WRITTEN PROBLEM: Write every line of the rows below as a JSON list of strings, one string per line, with blank lines dropped. Leave the pictures out.
:: MATERIAL FOR THE TASK
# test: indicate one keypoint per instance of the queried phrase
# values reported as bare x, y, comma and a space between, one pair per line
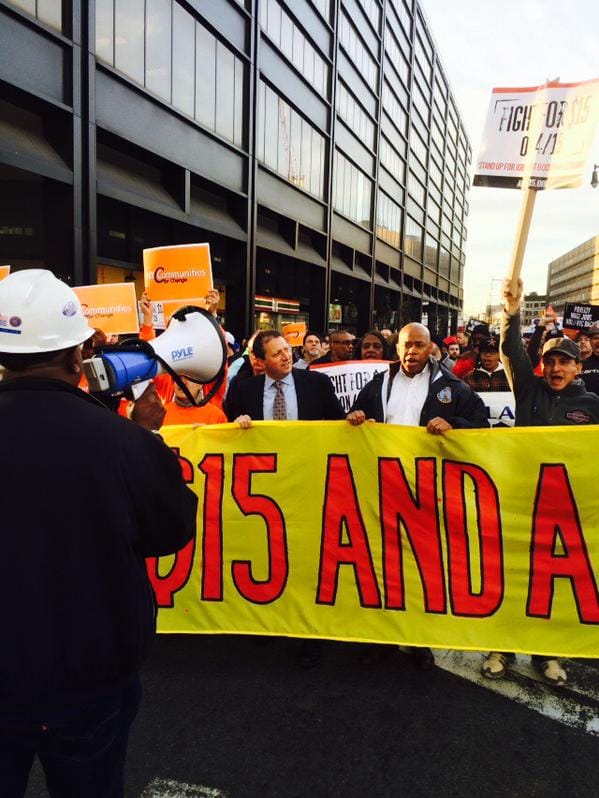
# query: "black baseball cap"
563, 346
490, 345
::::
RESULT OF THIS TASK:
[
  "# test: indicate one keypoint per instance of the queried phrase",
  "# values reported as bare x, y, comma and a space between, one pair per line",
  "# query: \"black baseball cap\"",
  "563, 346",
  "490, 345"
]